Low mortgage rates haven’t been enough to counter the devastating effect of the coronavirus pandemic on the U.S. housing market.
”The U.S. housing market has entered truly uncharted territory, shaken by the COVID-19 pandemic and a corresponding, sharp economic contraction that has already caused millions of Americans to lose their jobs,” says Jeff Tucker, an economist at Zillow, in a statement. “Rock-bottom mortgage rates have provided some small financial relief for homeowners and buyers, but it hasn’t been enough to avoid a slowdown.
“The big question at the moment is to what degree measures being taken by local, state and national legislators will help limit the number of foreclosures in the months ahead,” Tucker says.
NAR’s early data shows that real estate showings have dropped off steeply since March 11.
What’s more, recent ratings downgrades for some of the nation’s largest homebuilders, as a result of the economic impact of the virus, indicate that home construction will slow.
In the months to come, refinance activity could continue to outpace purchase activity, particularly if rates drop back to their earlier lows.
But total volume is expected to drop.
“In a typical market, low mortgage rates would be expected to continue to boost demand,” Zillow says. “But today’s market is, of course, anything but typical…”
The Federal Housing Finance Agency, regulator of Fannie Mae and Freddie Mac, and the U.S. Department of Housing and Urban Development/Federal Housing Administration have respectively announced 60-day moratoriums on foreclosures and evictions for borrowers. Borrowers who are financially impacted by COVID-19 are urged to contact their mortgage servicer to discuss forbearance plans and other options.

DATA FOR ANALYSIS ▸
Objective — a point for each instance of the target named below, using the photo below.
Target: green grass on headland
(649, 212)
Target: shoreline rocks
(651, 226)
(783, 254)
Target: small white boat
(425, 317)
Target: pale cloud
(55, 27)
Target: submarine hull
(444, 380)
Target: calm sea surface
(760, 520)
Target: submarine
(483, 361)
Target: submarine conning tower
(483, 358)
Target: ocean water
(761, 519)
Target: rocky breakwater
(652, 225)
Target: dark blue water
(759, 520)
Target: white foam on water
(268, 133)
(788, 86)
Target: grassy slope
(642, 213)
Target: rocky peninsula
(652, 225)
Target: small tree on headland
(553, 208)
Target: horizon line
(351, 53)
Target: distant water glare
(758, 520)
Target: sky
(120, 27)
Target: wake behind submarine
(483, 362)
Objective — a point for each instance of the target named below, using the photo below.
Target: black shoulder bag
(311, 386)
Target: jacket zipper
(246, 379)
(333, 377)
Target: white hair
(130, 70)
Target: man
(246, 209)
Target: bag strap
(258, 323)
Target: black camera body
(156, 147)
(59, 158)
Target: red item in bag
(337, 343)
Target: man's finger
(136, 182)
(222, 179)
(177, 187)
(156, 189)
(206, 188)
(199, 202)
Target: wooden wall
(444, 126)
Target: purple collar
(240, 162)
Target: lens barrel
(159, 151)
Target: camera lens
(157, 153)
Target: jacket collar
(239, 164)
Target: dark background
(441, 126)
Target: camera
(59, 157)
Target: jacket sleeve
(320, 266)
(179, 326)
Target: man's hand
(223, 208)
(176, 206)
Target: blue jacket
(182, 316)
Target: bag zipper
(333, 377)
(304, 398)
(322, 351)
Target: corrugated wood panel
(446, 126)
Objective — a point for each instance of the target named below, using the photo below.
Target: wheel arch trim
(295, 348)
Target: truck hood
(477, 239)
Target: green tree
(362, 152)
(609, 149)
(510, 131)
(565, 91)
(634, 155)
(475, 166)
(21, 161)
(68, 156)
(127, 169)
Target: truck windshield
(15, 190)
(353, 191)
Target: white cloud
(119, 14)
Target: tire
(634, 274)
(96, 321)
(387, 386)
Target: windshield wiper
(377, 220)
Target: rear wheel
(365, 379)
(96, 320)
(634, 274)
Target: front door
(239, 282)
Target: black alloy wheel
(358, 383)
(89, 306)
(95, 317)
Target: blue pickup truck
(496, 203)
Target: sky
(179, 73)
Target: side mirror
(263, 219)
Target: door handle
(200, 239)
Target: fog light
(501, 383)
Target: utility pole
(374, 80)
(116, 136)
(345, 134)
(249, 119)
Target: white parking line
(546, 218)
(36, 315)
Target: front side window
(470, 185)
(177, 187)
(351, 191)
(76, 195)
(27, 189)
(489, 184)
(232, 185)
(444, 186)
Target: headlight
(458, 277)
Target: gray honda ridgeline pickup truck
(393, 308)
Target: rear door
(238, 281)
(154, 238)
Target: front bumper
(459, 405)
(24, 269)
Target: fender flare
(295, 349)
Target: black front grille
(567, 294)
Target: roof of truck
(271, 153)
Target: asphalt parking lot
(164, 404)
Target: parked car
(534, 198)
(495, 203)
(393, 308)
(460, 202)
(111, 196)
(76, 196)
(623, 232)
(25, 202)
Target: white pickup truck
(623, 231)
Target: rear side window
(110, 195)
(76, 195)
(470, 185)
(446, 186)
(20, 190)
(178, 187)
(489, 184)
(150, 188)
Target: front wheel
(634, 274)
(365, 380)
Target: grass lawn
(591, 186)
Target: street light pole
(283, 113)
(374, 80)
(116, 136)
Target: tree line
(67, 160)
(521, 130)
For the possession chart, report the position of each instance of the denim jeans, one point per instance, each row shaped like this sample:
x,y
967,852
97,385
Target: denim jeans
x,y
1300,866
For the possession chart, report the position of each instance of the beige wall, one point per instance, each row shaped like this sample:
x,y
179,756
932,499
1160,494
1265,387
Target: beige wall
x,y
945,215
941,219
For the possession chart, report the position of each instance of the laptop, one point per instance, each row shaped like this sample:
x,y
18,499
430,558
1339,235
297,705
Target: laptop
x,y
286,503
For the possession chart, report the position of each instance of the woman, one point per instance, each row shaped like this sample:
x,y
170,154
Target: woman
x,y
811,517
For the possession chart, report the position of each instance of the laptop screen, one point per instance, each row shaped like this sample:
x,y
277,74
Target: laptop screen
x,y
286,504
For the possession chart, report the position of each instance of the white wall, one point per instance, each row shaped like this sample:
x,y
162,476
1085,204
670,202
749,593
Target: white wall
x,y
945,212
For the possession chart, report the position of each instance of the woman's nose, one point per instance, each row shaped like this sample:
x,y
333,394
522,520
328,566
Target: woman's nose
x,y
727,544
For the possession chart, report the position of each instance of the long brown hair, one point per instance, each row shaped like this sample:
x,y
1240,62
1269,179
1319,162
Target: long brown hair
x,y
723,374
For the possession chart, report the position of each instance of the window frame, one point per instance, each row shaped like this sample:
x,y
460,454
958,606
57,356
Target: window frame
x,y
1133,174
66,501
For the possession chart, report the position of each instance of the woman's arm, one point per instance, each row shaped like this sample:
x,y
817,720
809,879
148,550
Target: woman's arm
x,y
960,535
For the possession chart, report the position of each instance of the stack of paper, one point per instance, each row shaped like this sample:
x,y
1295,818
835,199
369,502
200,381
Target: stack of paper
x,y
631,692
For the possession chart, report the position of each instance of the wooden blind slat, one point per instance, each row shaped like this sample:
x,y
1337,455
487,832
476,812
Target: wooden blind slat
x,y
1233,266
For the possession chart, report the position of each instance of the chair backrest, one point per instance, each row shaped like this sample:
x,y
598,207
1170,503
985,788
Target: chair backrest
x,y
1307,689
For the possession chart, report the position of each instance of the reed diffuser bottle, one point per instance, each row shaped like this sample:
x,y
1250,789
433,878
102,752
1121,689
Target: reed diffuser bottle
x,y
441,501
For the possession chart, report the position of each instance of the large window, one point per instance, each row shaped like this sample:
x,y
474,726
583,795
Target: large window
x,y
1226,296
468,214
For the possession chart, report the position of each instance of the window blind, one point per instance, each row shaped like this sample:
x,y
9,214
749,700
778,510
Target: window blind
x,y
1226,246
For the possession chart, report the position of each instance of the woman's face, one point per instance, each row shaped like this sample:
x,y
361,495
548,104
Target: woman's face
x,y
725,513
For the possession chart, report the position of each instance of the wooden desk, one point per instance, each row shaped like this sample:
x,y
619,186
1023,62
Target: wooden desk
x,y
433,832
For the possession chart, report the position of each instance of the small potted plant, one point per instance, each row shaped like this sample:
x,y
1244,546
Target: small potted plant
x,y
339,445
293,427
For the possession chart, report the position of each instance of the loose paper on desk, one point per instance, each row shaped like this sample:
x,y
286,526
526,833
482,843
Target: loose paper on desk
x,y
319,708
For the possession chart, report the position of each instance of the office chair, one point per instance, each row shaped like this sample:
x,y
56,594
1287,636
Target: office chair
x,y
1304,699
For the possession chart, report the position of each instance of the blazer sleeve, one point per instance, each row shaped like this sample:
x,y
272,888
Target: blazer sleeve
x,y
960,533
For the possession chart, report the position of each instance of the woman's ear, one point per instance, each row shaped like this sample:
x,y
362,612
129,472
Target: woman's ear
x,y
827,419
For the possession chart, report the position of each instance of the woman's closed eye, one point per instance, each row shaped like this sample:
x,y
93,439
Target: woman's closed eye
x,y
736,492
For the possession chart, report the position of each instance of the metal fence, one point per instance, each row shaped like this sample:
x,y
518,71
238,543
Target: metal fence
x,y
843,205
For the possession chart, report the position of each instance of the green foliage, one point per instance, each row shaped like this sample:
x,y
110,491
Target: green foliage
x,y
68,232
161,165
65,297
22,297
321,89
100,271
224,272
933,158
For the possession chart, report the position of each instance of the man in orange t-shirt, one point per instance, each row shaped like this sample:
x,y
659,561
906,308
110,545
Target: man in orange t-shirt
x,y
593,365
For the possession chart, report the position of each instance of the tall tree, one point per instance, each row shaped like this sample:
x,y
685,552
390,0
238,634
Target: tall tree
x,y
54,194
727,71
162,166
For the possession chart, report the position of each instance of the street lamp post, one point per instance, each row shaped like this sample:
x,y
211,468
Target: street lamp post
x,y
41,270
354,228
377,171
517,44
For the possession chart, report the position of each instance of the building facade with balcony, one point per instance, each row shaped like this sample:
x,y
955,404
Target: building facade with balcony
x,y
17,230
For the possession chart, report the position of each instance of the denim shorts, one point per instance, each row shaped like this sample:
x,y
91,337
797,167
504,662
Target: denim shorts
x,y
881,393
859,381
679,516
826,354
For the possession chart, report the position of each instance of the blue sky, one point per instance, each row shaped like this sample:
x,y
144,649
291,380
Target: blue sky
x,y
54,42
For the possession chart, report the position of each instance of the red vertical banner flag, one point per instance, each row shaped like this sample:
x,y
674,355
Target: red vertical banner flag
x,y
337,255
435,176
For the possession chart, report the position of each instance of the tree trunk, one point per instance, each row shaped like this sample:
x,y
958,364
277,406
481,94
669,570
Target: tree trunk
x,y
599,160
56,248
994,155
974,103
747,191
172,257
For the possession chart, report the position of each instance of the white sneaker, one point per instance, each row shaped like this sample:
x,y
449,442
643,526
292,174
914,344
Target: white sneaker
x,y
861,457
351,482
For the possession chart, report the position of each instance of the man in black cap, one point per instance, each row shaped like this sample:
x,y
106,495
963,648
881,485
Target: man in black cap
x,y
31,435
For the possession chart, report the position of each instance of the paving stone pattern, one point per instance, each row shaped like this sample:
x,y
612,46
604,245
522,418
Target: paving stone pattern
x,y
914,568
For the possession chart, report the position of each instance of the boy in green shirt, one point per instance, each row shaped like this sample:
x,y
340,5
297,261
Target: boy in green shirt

HOW TO COMPLETE THIS TASK ▸
Write out the housing market text from "What’s more, recent" through "expected to drop.", swapping "homebuilders" for "construction companies".

ANSWER SECTION ▸
What’s more, recent ratings downgrades for some of the nation’s largest construction companies, as a result of the economic impact of the virus, indicate that home construction will slow.
In the months to come, refinance activity could continue to outpace purchase activity, particularly if rates drop back to their earlier lows.
But total volume is expected to drop.